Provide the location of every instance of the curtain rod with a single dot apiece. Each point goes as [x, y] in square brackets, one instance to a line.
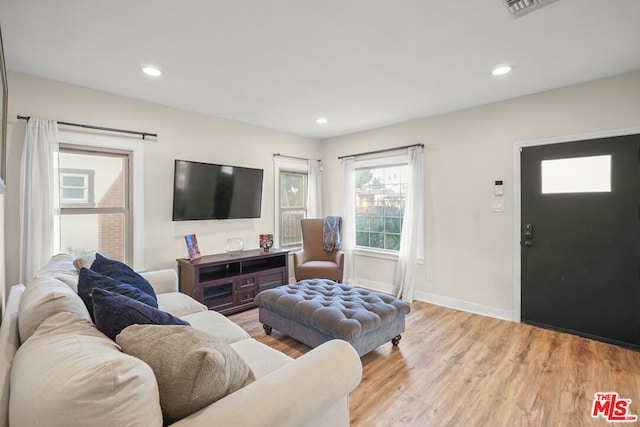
[381, 151]
[133, 132]
[292, 157]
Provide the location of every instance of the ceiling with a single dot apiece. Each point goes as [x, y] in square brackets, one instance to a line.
[281, 64]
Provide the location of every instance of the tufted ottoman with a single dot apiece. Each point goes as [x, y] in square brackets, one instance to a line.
[319, 310]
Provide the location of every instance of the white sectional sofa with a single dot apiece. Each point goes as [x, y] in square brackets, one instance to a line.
[57, 369]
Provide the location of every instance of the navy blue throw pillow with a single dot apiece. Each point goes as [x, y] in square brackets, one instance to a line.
[114, 312]
[122, 273]
[88, 280]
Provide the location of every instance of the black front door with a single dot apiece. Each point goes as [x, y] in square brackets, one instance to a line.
[581, 238]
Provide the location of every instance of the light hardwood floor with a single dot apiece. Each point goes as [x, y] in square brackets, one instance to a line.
[454, 368]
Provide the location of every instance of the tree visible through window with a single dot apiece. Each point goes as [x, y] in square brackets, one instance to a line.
[380, 196]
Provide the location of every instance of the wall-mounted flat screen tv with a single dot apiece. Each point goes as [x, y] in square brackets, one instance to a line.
[212, 191]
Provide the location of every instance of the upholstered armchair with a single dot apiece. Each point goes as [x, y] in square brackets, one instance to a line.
[313, 261]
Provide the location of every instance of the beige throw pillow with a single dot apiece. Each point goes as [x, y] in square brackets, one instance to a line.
[193, 369]
[70, 374]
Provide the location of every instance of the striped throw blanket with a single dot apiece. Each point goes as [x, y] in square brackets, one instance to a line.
[331, 234]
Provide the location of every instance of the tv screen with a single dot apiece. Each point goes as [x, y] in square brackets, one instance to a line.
[211, 191]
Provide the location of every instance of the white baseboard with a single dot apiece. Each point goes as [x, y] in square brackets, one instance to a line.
[443, 301]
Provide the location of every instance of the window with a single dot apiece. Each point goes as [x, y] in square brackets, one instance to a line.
[590, 174]
[95, 202]
[380, 194]
[76, 187]
[109, 171]
[293, 206]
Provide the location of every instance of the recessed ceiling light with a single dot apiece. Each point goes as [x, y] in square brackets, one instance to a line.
[503, 69]
[152, 71]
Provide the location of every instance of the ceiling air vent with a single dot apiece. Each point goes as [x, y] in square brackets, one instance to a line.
[522, 7]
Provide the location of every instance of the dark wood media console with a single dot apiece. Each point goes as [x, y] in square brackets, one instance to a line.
[229, 283]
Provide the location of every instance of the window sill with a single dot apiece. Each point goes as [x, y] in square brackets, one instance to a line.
[381, 254]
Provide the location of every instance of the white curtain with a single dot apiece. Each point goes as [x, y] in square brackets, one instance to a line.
[412, 237]
[314, 195]
[39, 207]
[348, 216]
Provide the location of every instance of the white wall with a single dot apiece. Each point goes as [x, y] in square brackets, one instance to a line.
[181, 134]
[469, 249]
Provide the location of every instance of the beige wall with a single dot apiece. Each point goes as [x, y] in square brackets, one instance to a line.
[469, 249]
[181, 134]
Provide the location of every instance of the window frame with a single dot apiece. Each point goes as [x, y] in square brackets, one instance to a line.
[89, 176]
[371, 163]
[135, 150]
[281, 165]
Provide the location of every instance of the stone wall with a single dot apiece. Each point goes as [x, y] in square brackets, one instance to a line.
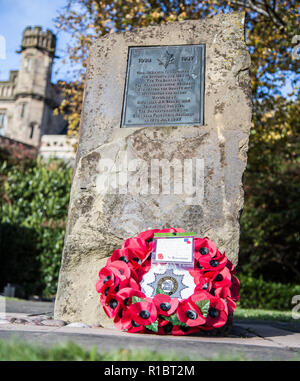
[100, 219]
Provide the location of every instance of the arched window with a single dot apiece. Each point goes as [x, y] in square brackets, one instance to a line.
[22, 110]
[32, 128]
[29, 64]
[2, 121]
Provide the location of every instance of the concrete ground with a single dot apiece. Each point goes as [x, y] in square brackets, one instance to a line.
[254, 339]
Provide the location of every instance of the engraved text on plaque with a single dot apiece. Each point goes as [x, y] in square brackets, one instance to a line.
[164, 86]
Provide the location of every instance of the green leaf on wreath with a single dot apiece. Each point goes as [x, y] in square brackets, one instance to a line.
[203, 306]
[136, 299]
[160, 291]
[174, 320]
[153, 326]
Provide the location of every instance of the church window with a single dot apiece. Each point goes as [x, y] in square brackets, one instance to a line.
[23, 110]
[2, 122]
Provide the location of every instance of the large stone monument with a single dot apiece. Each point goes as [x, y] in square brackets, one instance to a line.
[163, 143]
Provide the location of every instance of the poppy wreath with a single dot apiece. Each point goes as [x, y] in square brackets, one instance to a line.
[213, 302]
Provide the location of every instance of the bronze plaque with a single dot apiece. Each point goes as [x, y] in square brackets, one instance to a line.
[164, 86]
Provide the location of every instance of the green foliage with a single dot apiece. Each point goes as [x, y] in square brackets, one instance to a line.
[34, 204]
[270, 221]
[259, 294]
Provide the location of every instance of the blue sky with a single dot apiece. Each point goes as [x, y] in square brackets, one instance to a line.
[15, 15]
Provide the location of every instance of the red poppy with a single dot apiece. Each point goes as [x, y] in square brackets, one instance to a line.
[105, 275]
[235, 287]
[165, 305]
[132, 259]
[122, 271]
[127, 293]
[165, 327]
[148, 235]
[112, 305]
[120, 280]
[201, 295]
[143, 313]
[122, 319]
[217, 313]
[216, 263]
[221, 278]
[230, 266]
[190, 314]
[136, 328]
[204, 247]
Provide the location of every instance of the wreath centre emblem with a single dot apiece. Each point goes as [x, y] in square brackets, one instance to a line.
[168, 284]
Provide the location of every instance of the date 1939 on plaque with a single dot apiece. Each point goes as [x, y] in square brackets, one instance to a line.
[164, 86]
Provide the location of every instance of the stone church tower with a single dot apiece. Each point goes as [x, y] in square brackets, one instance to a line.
[28, 98]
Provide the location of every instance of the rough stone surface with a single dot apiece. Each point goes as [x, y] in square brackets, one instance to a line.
[78, 325]
[99, 221]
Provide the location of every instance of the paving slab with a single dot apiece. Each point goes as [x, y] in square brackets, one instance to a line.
[252, 347]
[268, 340]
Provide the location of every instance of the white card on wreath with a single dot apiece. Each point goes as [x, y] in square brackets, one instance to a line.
[174, 250]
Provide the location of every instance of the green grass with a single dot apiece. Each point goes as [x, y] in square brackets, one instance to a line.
[259, 314]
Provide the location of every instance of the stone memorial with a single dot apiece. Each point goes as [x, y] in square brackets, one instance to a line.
[163, 143]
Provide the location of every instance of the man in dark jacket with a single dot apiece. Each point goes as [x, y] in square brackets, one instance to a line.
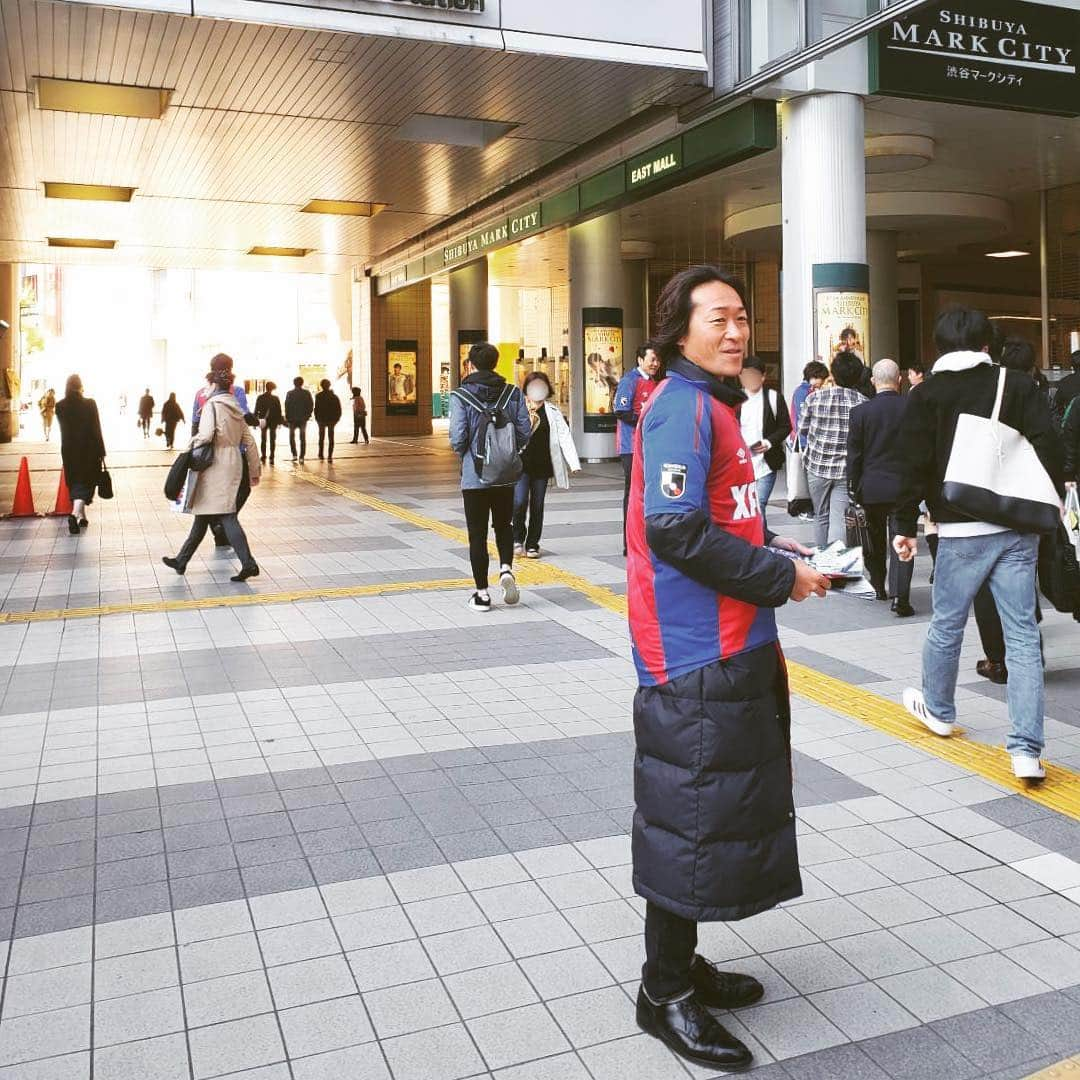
________________________________________
## YOUR GOAL
Set down all the data again exactly as above, pictures excluded.

## SOLUTION BELOW
Provide the location of every instance of the curtain rod with a single dot apiece. Each point goes as [x, y] in square brackets, one instance to a line.
[381, 151]
[133, 132]
[292, 157]
Provide the location of every instance of the ceiling with a single dot apiece. Each point goes as [x, y] in square brackets, one instance to a line.
[281, 64]
Provide the location of every instance of the tufted ottoman with a single dot apiece. Each point goes as [x, y] in square brackets, one instance to a line.
[319, 310]
Provide the location of every instance of the white sectional sofa with a single dot apiece. Each point goes as [x, y] in square brackets, one instance to a line.
[57, 369]
Provide the location of every instance of the navy blue throw pillow with a single dot apiece. Each point goes as [x, y] in square brackets, one instance to a line.
[114, 312]
[122, 273]
[88, 280]
Provide the location of every instance of the black front door with a single dot apiece. Each point goes as [x, y] in square brackets, one instance to a line.
[581, 238]
Provide the location of every instance of the light hardwood floor with a single dot apiece. Each point goes as [x, y] in square brackets, one instance to a line.
[454, 368]
Provide the location of every instance of the tree visible through window with a single dot apiece. Each point goes as [x, y] in square brackets, one instance to a line.
[380, 196]
Provide the location of every instance of the wall-mounted flat screen tv with a single dot apiece. Each point goes as [x, y] in square brackets, one instance to a line.
[212, 191]
Provide the location of every instance of the upholstered armchair with a single dot apiece. Each point goes as [x, y] in square brackets, one instance to a line.
[313, 261]
Provide the location of every instance of the beige throw pillow with a single dot apiece. Each point goes as [x, y] in square brackets, one instance to a line.
[193, 369]
[70, 374]
Provide the location of every instance of the striped throw blanket with a single dot apiece. Each point goes as [x, y] in square brackets, one instance to a line.
[331, 234]
Provide the location of every instance of the tv screen with a single dot apiece. Each point goes as [x, y] in square brackets, one instance to a line.
[211, 191]
Provide the location of every instance of the white baseboard with a single dot apiece. Each point goes as [x, y] in square brackets, one instance to a line.
[443, 301]
Provide the location of every instance of the window with a single dot apiece. Each point goes as [x, y] in square brackets, one instance to a line.
[590, 174]
[95, 202]
[380, 194]
[76, 187]
[109, 171]
[293, 206]
Provide the location of every instance of the recessed ceiling light with a single dot apiece. Each point goes as [x, y] in square brackets, one instance to a line.
[503, 69]
[152, 71]
Provide the location of every instance of the ceiling air vent with a single dot apiece. Each point goes as [x, y] in square brackets, one instance to a line.
[522, 7]
Provide the location of every instance of the dark wood media console with a single dot apiece. Each point goes as [x, y] in square brackets, one instance to a line.
[229, 283]
Provide the location of every instance of the window sill with a single dot apiece. Each point goes as [x, y] in square brackets, one instance to a line.
[381, 254]
Provide the location of every instance of the white curtain with a single dot apiece. Each point goes as [x, y] in square brackets, one instance to a line.
[412, 237]
[314, 195]
[39, 207]
[348, 216]
Provide the location of every instance of the white wall with a single dot apiece. Each point goes as [x, y] in square brackets, one instance to a line.
[181, 134]
[469, 249]
Provide the location of every instance of the beige wall with a single dot apiece. Each point goes as [x, y] in square brackets, one instance to a line.
[469, 249]
[181, 134]
Provide the location of every instance of the window frame with a single dot apiece. Each point goes as [x, y] in square brackets, one instance to a line.
[89, 176]
[371, 163]
[135, 150]
[281, 165]
Provide the location of every instance of the stone wall with a single dot apiece. Each point goes as [x, y] in square brackets, one instance to a line.
[100, 219]
Provide the location of every instance of the arched window with a single dot apiece. Each point goes as [x, y] in square brackets, one instance to a line.
[22, 110]
[32, 128]
[29, 64]
[2, 121]
Provide the location of every instance of the concrete ground with a single dot apiece. Each point goes as [x, y] in square brackets, one instance to a line.
[254, 339]
Provide the location of every instance of the engraved text on plaque with a single dot apiece. Each point goes as [x, y] in square brackets, one instance to a line.
[164, 86]
Provide the location of every instance of the green leaf on wreath with a single dot apiece. Each point goes as [x, y] in square brackets, one instance to a line.
[203, 306]
[136, 299]
[160, 291]
[174, 320]
[153, 326]
Provide the location of every instance of the church window with a single dot apiece. Each point goes as [x, y] in square brackets, one instance to a line.
[23, 110]
[2, 122]
Provide the location of every instance of the large stone monument with a single dot apiece. Each point goes as [x, y] in square brackets, one instance to a line.
[163, 143]
Provide the location of every instance of the poppy wreath with a single dot apiece. Each point goes as [x, y] in square brackets, one instance to a line.
[213, 302]
Provide the location of every instance of the bronze plaque with a single dot apiece. Each point goes as [x, y] in square brackets, one instance to a line.
[164, 86]
Provide the location of every instance of the green foliage with a single dot apiece. Each point goes as [x, y] in square brackets, one instance to a line.
[34, 204]
[270, 221]
[259, 294]
Provide the location of every instance of the blue sky with a single dot apiece. Each point goes as [x, y] in square brackets, one instance to a line.
[15, 15]
Provide the location of every instance of the red poppy with a single dot apiece. Each point goes as [x, y] in square brackets, one instance to a line.
[105, 275]
[235, 287]
[165, 305]
[132, 259]
[122, 271]
[127, 293]
[165, 327]
[148, 235]
[112, 305]
[120, 280]
[201, 295]
[143, 313]
[122, 319]
[217, 313]
[216, 263]
[221, 278]
[230, 266]
[190, 314]
[136, 328]
[204, 247]
Provide the location of every instance of the wreath centre emblem with a single dot apiece. Each point goes as [x, y] in square brackets, one instance to a line.
[168, 284]
Provide the location of every instance of the date 1939 on plaque with a single dot apiece. Each point goes as [x, y] in square brackets, one instance to a line.
[164, 86]
Provide the location of every instance of the stone church tower with a single dot apiece. Each point goes as [x, y] in square brackets, one instance to a line.
[28, 98]
Provide the location of every instance of the rough stone surface with a single dot apiece. Each point goes as [x, y] in square brackets, one instance to a line.
[78, 325]
[99, 221]
Provide the location of every instance of the paving slab with a single dot apiece. Each point goes as [x, y] in square brackets, one instance to a line.
[252, 347]
[268, 340]
Provide the location of every instance of the white card on wreath with a single dot apiece. Each point goes as [x, y] in square brackets, one instance to a line.
[174, 250]
Provide the location of every instance of the green grass with a single dot apiece. Each point goes as [x, y] in square brackets, one instance to a line.
[259, 314]
Provide the location of every instance of the stone memorial with a single dot apiece. Each point goes as [x, y] in square brackets, one instance to a line.
[163, 143]
Provide the location of every instance of the man in dark jacket with a single dot apiece. Each point goes as [x, y] in square brackets, one instance to a line.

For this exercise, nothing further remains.